На прошлой
неделе Владимир Путин провел заседание Совета по развитию
институтов гражданского общества и правам человека. На такого
рода встречах президент иногда делает заявления, которые
в дальнейшем очень серьезно меняют взаимоотношения между
властью и обществом. Вот и в этот раз президент высказался
за скорейшее принятие закона об общественном контроле за
ситуацией в местах заключения, до которого уже несколько
лет не доходят руки у депутатов Государственной Думы.
Гость в студии – председатель правления Московского
общественного благотворительного фонда “Социальное партнёрство”,
член Независимого экспертно-правового совета, председатель
Общественного совета при министре юстиции, правозащитник
Валерий Васильевич Борщёв.
– Вы были на заседании в Кремле. Какие впечатления?
Валерий Борщёв: Да, я на нем делал доклад. Очень серьёзная встреча,
очень деловая, хорошо, что мы выбрали какие-то ключевые
проблемы, одна из которых – проблема общественного контроля
над местами заключения. Закон этот многострадальный. Я
являюсь его автором, проект подготовил ещё в 1998 году,
в 1999 году Дума приняла его в трёх чтениях, но тогда,
увы, правительство оказалось не готовым и заблокировало
его через Совет Федерации. В настоящее время подготовлен
новый вариант закона, который тоже тяжело идёт.
– А почему тяжело идет? Кто мешает?
Валерий Борщёв: Мешают, естественно, те структуры, над которыми
будет устанавливаться контроль. Прежде всего, это МВД.

Данные о референтных выражениях:
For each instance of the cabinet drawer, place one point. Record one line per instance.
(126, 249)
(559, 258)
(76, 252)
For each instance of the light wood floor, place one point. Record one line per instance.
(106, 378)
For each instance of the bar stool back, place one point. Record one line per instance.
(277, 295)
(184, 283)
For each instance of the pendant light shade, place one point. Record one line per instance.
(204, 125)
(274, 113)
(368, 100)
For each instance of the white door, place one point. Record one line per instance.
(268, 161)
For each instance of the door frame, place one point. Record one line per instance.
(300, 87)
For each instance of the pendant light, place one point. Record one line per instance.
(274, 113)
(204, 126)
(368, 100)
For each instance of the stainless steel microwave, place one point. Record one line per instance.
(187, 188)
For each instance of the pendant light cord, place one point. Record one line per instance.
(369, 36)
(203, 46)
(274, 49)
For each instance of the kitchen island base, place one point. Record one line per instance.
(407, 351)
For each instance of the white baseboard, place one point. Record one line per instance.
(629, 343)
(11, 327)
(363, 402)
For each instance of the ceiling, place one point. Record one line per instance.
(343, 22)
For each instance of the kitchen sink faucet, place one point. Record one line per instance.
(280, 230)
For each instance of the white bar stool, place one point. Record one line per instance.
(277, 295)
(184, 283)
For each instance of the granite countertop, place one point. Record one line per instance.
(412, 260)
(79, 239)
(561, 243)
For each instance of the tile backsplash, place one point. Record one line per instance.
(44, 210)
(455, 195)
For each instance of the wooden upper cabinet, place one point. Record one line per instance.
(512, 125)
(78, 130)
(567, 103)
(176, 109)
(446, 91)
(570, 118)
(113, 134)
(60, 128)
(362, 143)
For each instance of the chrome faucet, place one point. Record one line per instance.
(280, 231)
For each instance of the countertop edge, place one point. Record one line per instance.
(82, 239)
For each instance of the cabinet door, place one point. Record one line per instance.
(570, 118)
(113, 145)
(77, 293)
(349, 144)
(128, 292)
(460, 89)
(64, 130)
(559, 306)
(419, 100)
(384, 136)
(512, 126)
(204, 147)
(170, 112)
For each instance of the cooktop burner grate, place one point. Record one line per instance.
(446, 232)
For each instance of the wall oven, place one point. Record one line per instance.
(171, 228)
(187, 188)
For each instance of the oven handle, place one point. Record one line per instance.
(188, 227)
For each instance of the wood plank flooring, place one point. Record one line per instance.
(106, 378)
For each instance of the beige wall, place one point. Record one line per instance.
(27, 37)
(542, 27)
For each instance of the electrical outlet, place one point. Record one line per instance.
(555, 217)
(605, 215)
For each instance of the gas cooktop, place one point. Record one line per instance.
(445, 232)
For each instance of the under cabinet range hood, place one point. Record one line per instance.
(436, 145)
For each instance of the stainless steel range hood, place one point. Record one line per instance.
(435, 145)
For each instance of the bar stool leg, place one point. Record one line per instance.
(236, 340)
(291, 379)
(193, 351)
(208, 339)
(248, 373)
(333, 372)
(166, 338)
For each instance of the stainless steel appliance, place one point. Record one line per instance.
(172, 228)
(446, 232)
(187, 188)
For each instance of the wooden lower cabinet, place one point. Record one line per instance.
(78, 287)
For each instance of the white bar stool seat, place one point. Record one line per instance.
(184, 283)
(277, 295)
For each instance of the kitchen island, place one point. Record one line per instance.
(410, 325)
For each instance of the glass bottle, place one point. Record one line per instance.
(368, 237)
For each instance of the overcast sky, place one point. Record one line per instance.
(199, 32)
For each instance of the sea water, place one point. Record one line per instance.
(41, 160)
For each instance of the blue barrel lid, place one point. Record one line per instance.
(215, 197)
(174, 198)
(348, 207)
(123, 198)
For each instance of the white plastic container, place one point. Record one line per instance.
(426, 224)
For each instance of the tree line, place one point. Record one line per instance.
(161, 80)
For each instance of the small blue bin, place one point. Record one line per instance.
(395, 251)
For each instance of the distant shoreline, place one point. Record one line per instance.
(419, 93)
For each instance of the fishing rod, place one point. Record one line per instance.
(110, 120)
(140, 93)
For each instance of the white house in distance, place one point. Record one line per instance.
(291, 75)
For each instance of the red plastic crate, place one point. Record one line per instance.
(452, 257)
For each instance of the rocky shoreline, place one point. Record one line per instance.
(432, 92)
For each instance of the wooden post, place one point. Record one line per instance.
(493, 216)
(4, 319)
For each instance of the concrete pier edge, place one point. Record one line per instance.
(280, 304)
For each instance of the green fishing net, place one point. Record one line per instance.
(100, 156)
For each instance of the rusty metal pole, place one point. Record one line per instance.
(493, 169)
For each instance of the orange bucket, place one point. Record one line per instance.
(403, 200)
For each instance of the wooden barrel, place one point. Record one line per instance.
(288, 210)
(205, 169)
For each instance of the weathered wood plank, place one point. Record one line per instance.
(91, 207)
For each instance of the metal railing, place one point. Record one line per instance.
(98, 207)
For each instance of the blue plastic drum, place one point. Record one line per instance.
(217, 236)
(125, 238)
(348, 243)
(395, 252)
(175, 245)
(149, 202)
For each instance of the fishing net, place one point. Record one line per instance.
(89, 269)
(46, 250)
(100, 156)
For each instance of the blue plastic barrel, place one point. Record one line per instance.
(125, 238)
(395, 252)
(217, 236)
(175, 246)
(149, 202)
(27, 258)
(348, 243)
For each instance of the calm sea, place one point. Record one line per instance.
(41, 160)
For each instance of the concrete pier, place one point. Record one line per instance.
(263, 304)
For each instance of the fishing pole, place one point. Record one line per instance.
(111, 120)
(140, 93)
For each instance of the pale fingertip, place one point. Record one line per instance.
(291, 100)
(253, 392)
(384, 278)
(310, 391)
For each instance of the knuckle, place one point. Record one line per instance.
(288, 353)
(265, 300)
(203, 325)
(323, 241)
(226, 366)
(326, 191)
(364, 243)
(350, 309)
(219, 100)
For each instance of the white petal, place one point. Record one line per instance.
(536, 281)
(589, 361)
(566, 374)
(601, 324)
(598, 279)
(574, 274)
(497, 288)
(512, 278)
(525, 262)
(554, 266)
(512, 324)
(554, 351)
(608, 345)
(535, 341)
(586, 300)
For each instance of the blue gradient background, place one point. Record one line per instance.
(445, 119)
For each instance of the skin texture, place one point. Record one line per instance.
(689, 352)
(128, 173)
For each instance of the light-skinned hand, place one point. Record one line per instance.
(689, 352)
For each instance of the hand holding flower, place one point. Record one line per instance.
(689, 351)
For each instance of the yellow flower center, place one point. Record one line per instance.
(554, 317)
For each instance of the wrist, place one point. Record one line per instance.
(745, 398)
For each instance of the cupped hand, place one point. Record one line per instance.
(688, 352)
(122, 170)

§ ЗАДАНИЯ К УПРАЖНЕНИЮ:
1: Ответьте на вопросы по фрагменту интервью об общественном контроле над местами заключения:
(a) Заседание какого совета провел Владимир Путин?
(b) В каком году Дума приняла закон Борщёва в трёх чтениях?
(c) Какую структуру Борщёв прежде всего называет среди мешающих принятию закона?
2: Продолжите интервью об общественном контроле над местами заключения после последней приведённой реплики.

§ ОТВЕТЫ К УПРАЖНЕНИЮ:
1:
(a) Совета по развитию институтов гражданского общества и правам человека.
(b) В 1999 году.
(c) МВД.

2:
Почему выделяю МВД? Потому, что вначале Минюст тоже был
против, но с Минюстом мы стали вести довольно серьезную
работу, налаживать партнёрские отношения, и общественный
контроль де-факто над тюрьмами и колониями уже появился
в каких-то определённых регионах. К тому же в Уголовно-исправительном
кодексе есть статья, которая даёт право общественным объединениям
осуществлять такой контроль, это ст. 23.
Кстати, систему общественного контроля я смоделировал
с английской системы. В Великобритании при каждой тюрьме
существуют и уже более 100 лет действуют Советы визитёров.
В них входят простые граждане, которые со связкой ключей
на бедре постоянно ходят по тюрьмах и контролируют ситуацию.
– Из кого они формируются?
Валерий Борщёв: Из обычных граждан: учителей, врачей, пенсионеров,
предпринимателей…
– То есть как суд присяжных?
Валерий Борщёв: Нет. Например, вас волнует то, что творится в
тюрьме, вы приходите и говорите, что хотите этим заняться.
Естественно, вы проходите подготовку, обучение…
– Наверное, проверку? А вдруг я преступник?
Валерий Борщёв: В Великобритании действует хорошее правило, которое
мы тоже ввели в наш закон: нельзя контролировать ту тюрьму,
где у тебя есть родственники, знакомые, то есть где у
тебя есть какой-то личный интерес. Подобное исключается.
Однако ты можешь быть визитёром, но в другой тюрьме. Там
эта система работает, люди достаточно активны.
Ведущий программы И. Гмыза и правозащитник В. Борщёв
В нашей стране ситуация в тюрьмах волнует тоже немалую
часть людей, ибо каждому у нас хороша известна поговорка
“от тюрьмы и от сумы не зарекайся”. В России каждый четвертый
мужчины отсидел в тюрьме. Ситуация уникальная. Вообще
наша страна в этом отношении отличается от всех других
стран. Сейчас, слава Богу, мы уступили пальму первенства
по числу заключенных США, но все равно заключенных у нас
огромное количество. И как бы единственный метод борьбы
с правонарушениями у нас – это сажать, сажать, сажать.
Помните, что говорил Глеб Жеглов? “Вор должен сидеть в
тюрьме”. Но это – ложная установка. Не всякий вор…
– Тем не менее эта установка принимается обществом,
которое в целом ратует даже за возврат смертной казни.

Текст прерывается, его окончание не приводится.